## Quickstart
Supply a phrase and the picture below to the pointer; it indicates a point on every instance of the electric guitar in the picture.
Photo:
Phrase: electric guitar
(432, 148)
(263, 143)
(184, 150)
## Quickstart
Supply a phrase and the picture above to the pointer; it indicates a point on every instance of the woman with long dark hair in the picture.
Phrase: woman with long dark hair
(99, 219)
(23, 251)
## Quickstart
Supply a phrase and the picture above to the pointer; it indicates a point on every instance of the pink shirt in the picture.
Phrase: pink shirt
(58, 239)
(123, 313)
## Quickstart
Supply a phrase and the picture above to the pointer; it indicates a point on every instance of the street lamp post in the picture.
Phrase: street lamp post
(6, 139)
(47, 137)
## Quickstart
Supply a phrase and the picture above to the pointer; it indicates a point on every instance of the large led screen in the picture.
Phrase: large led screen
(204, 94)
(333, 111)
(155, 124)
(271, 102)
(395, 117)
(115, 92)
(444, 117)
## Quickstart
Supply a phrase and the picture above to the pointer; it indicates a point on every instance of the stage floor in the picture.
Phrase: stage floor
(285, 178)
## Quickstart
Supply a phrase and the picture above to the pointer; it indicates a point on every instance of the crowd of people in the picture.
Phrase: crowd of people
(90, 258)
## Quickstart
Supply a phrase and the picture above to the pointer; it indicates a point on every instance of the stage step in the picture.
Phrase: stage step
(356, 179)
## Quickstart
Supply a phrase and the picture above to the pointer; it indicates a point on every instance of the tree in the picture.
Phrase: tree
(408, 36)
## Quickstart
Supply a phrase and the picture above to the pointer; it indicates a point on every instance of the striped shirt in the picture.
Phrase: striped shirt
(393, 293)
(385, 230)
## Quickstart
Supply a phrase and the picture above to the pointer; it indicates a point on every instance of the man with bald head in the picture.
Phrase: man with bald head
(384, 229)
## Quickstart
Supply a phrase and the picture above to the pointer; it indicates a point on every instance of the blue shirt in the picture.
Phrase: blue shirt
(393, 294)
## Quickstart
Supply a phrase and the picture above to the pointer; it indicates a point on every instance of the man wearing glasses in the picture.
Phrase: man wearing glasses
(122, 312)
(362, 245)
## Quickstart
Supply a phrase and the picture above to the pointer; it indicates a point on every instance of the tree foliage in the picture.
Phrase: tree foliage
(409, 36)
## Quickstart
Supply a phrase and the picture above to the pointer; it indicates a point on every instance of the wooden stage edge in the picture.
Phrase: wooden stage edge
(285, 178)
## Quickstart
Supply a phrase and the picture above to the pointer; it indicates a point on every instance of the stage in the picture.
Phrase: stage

## Exercise objective
Locate every line in the records that contains the string "edge" and copy each such line. Case counts.

## Solution
Supply a phrase and the picture above to the pointer; it indicates a point on every instance of the wooden stage edge in the picture.
Phrase: wooden stage edge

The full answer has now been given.